## start INPUT ROWS

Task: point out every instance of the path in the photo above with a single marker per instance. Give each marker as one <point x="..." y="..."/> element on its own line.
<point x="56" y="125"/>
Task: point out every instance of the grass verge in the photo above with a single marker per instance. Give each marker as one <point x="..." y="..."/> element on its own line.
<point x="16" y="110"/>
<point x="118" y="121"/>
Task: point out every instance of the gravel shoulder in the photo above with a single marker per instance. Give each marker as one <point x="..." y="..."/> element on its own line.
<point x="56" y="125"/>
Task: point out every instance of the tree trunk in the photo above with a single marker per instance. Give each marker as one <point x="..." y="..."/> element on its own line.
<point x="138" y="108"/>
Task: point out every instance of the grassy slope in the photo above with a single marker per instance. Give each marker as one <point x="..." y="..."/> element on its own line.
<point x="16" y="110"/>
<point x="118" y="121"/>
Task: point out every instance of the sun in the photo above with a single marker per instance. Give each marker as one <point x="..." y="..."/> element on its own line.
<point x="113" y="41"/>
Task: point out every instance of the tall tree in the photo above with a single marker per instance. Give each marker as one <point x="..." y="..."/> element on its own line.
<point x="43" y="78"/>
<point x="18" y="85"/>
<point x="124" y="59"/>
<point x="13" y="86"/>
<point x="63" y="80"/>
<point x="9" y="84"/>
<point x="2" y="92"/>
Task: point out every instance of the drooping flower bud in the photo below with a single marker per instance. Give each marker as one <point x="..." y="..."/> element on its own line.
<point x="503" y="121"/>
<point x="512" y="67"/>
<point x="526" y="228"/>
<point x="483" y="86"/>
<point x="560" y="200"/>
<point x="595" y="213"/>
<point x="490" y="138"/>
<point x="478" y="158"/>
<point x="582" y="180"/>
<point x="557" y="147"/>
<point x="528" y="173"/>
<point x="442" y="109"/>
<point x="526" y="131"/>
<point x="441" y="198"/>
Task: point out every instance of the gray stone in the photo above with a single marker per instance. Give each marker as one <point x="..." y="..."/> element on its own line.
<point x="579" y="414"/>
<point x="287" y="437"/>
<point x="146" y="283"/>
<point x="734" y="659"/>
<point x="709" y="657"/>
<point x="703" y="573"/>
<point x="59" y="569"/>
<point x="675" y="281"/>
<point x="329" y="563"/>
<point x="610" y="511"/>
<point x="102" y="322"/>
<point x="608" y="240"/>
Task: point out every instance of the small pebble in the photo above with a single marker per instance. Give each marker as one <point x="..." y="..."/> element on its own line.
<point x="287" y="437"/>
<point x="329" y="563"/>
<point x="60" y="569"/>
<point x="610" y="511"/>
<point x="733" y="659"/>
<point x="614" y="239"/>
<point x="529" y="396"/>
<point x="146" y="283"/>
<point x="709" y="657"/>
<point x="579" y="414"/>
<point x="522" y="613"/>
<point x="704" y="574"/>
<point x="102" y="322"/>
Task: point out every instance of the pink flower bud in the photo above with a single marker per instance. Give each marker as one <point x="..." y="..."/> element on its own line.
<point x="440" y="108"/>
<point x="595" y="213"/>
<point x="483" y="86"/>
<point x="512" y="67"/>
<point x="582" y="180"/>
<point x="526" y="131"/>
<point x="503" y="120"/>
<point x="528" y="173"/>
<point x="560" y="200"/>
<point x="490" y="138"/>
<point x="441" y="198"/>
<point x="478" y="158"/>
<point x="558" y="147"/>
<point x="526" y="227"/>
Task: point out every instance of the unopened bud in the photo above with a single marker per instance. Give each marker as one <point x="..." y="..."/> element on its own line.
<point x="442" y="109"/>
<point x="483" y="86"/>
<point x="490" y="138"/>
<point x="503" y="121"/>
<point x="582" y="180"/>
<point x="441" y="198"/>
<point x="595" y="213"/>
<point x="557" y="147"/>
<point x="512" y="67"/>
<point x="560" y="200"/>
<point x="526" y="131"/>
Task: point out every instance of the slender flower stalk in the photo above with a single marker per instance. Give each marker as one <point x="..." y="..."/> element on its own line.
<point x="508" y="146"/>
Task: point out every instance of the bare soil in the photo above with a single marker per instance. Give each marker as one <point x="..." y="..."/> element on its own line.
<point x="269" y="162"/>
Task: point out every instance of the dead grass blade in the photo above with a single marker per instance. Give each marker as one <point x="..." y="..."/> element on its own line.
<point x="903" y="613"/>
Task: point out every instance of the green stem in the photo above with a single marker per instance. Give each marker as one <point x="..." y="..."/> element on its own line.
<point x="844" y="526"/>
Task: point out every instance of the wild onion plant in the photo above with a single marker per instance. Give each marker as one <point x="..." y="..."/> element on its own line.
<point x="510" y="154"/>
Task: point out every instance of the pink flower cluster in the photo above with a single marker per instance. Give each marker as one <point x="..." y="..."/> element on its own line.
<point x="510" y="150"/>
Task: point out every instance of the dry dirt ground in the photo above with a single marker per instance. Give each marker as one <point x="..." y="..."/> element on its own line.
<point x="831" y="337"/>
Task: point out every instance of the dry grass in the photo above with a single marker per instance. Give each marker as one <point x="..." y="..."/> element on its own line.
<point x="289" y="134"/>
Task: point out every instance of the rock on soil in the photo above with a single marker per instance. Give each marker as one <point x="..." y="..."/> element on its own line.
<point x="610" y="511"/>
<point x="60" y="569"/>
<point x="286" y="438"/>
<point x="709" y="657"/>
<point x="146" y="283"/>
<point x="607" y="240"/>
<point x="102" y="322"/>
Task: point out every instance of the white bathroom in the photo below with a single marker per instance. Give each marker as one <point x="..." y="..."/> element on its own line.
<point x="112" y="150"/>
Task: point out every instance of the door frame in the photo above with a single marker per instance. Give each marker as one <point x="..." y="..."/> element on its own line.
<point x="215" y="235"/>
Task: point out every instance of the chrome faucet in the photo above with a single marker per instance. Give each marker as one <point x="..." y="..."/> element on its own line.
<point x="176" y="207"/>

## end INPUT ROWS

[AIM]: Give every line of the data above as a JSON list of strings, one string per line, leaving out blank lines.

[PROBLEM SOLUTION]:
[
  "Task: point out every instance of the path in the photo above with a single marker per instance. Give each marker as one <point x=\"...\" y=\"...\"/> element on its own line.",
  "<point x=\"56\" y=\"125\"/>",
  "Task: point out every instance of the grass verge in the photo above with a single marker per instance. Give each marker as one <point x=\"...\" y=\"...\"/> element on its own line.",
  "<point x=\"16\" y=\"110\"/>",
  "<point x=\"118\" y=\"121\"/>",
  "Task: point out every instance of the gravel shoulder in the photo above with a single marker per instance. Give each marker as one <point x=\"...\" y=\"...\"/> element on its own line.",
  "<point x=\"56\" y=\"125\"/>",
  "Task: point out every instance of the tree trunk in the photo above with a single marker per instance. Give each marker as one <point x=\"...\" y=\"...\"/> element on its own line.",
  "<point x=\"138\" y=\"108\"/>",
  "Task: point out every instance of the grassy slope in the photo above with a single marker per instance. Give each marker as one <point x=\"...\" y=\"...\"/> element on its own line.",
  "<point x=\"16\" y=\"110\"/>",
  "<point x=\"118\" y=\"121\"/>",
  "Task: point out every instance of the sun in the photo above with a single marker per instance. Give each marker as one <point x=\"...\" y=\"...\"/> element on its own line.",
  "<point x=\"113\" y=\"41\"/>",
  "Task: point out every instance of the tall tree in the photo above with a single marker per instance. Give each marker as one <point x=\"...\" y=\"...\"/> element on its own line.",
  "<point x=\"43\" y=\"78\"/>",
  "<point x=\"18\" y=\"85\"/>",
  "<point x=\"124\" y=\"59\"/>",
  "<point x=\"13\" y=\"86\"/>",
  "<point x=\"63\" y=\"80\"/>",
  "<point x=\"9\" y=\"84\"/>",
  "<point x=\"2\" y=\"92\"/>",
  "Task: point out every instance of the drooping flower bud in the photo below with a single marker per instance. Give each marker as one <point x=\"...\" y=\"...\"/> element on its own line.",
  "<point x=\"503\" y=\"121\"/>",
  "<point x=\"512\" y=\"67\"/>",
  "<point x=\"526\" y=\"228\"/>",
  "<point x=\"483\" y=\"86\"/>",
  "<point x=\"560\" y=\"200\"/>",
  "<point x=\"595\" y=\"213\"/>",
  "<point x=\"490\" y=\"138\"/>",
  "<point x=\"478\" y=\"158\"/>",
  "<point x=\"582\" y=\"180\"/>",
  "<point x=\"557\" y=\"147\"/>",
  "<point x=\"528\" y=\"173\"/>",
  "<point x=\"442\" y=\"109\"/>",
  "<point x=\"526\" y=\"131\"/>",
  "<point x=\"441\" y=\"198\"/>",
  "Task: point out every instance of the gray stone in the photo above with a single marker per instance. Give each marker as one <point x=\"...\" y=\"...\"/> element on its own line.",
  "<point x=\"579\" y=\"414\"/>",
  "<point x=\"287\" y=\"437\"/>",
  "<point x=\"146\" y=\"283\"/>",
  "<point x=\"734\" y=\"659\"/>",
  "<point x=\"709\" y=\"657\"/>",
  "<point x=\"703\" y=\"573\"/>",
  "<point x=\"59\" y=\"569\"/>",
  "<point x=\"675\" y=\"281\"/>",
  "<point x=\"329\" y=\"563\"/>",
  "<point x=\"610\" y=\"511\"/>",
  "<point x=\"102\" y=\"322\"/>",
  "<point x=\"608\" y=\"240\"/>",
  "Task: point out every instance of the small pebble in the photo above with a single marker per instance. Give each marker as one <point x=\"...\" y=\"...\"/> element on its own line.",
  "<point x=\"287\" y=\"437\"/>",
  "<point x=\"329\" y=\"563\"/>",
  "<point x=\"60\" y=\"569\"/>",
  "<point x=\"610\" y=\"511\"/>",
  "<point x=\"733\" y=\"659\"/>",
  "<point x=\"614\" y=\"239\"/>",
  "<point x=\"529\" y=\"396\"/>",
  "<point x=\"146\" y=\"283\"/>",
  "<point x=\"709\" y=\"657\"/>",
  "<point x=\"579\" y=\"414\"/>",
  "<point x=\"522\" y=\"613\"/>",
  "<point x=\"704\" y=\"574\"/>",
  "<point x=\"102\" y=\"322\"/>",
  "Task: point out every instance of the pink flower bud in the photo above with a single marker per instance. Give each marker as one <point x=\"...\" y=\"...\"/> element on its own line.",
  "<point x=\"440\" y=\"108\"/>",
  "<point x=\"595\" y=\"213\"/>",
  "<point x=\"483\" y=\"86\"/>",
  "<point x=\"512\" y=\"67\"/>",
  "<point x=\"582\" y=\"180\"/>",
  "<point x=\"526\" y=\"131\"/>",
  "<point x=\"503\" y=\"120\"/>",
  "<point x=\"528\" y=\"173\"/>",
  "<point x=\"560\" y=\"200\"/>",
  "<point x=\"490\" y=\"138\"/>",
  "<point x=\"441\" y=\"198\"/>",
  "<point x=\"478\" y=\"158\"/>",
  "<point x=\"558\" y=\"147\"/>",
  "<point x=\"526\" y=\"227\"/>",
  "Task: point out every instance of the unopened bud in the photo above with a single marker per instance. Give each marker as one <point x=\"...\" y=\"...\"/> element on its own line.",
  "<point x=\"442\" y=\"109\"/>",
  "<point x=\"483\" y=\"86\"/>",
  "<point x=\"490\" y=\"138\"/>",
  "<point x=\"503\" y=\"121\"/>",
  "<point x=\"582\" y=\"180\"/>",
  "<point x=\"441\" y=\"198\"/>",
  "<point x=\"595\" y=\"213\"/>",
  "<point x=\"557\" y=\"147\"/>",
  "<point x=\"512\" y=\"67\"/>",
  "<point x=\"560\" y=\"200\"/>",
  "<point x=\"526\" y=\"131\"/>",
  "Task: point out every instance of the slender flower stalk in the photo above with a single marker per instance. Give each marker as one <point x=\"...\" y=\"...\"/> element on its own line.",
  "<point x=\"508\" y=\"146\"/>",
  "Task: point out every instance of the bare soil in the photo above with a single marker per instance. Give each marker as one <point x=\"...\" y=\"...\"/> element on its own line.",
  "<point x=\"269\" y=\"162\"/>",
  "Task: point out every instance of the dead grass blade in the photo above with a single marker per instance. Give each marker as one <point x=\"...\" y=\"...\"/> element on its own line.",
  "<point x=\"903\" y=\"613\"/>",
  "Task: point out every instance of the green stem in the photo above with a single marker per instance. Give each marker as one <point x=\"...\" y=\"...\"/> element on its own line.",
  "<point x=\"844\" y=\"526\"/>",
  "Task: point out every instance of the wild onion plant in the photo above with a single marker per instance. Give each marker as one <point x=\"...\" y=\"...\"/> element on its own line.",
  "<point x=\"510\" y=\"154\"/>",
  "Task: point out every instance of the pink flower cluster in the photo above with a single marker per instance. Give each marker as one <point x=\"...\" y=\"...\"/> element on its own line.",
  "<point x=\"510\" y=\"150\"/>",
  "Task: point out every instance of the dry dirt ground in the photo above with a single marker per instance. Give each marker as one <point x=\"...\" y=\"...\"/> element on its own line.",
  "<point x=\"831\" y=\"337\"/>",
  "Task: point out every instance of the dry grass in the photo above with a single marker per instance. Give each marker as one <point x=\"...\" y=\"...\"/> element on its own line.",
  "<point x=\"289\" y=\"134\"/>",
  "Task: point out every instance of the rock on soil in the photo above with a single marker per instance. Give each marker as one <point x=\"...\" y=\"...\"/> element on its own line.",
  "<point x=\"610\" y=\"511\"/>",
  "<point x=\"60\" y=\"569\"/>",
  "<point x=\"286\" y=\"438\"/>",
  "<point x=\"709\" y=\"657\"/>",
  "<point x=\"146\" y=\"283\"/>",
  "<point x=\"607\" y=\"240\"/>",
  "<point x=\"102\" y=\"322\"/>",
  "Task: point out every instance of the white bathroom in the photo below with a single marker per instance. Give each marker as one <point x=\"...\" y=\"...\"/> element on its own line.",
  "<point x=\"112\" y=\"150\"/>",
  "Task: point out every instance of the door frame in the photo above with a single marker per instance. Give each marker as one <point x=\"...\" y=\"...\"/> element on its own line.",
  "<point x=\"215\" y=\"235\"/>",
  "Task: point out every instance of the chrome faucet in the photo above with a single marker per instance. Give each marker as one <point x=\"...\" y=\"...\"/> element on its own line.",
  "<point x=\"176\" y=\"207\"/>"
]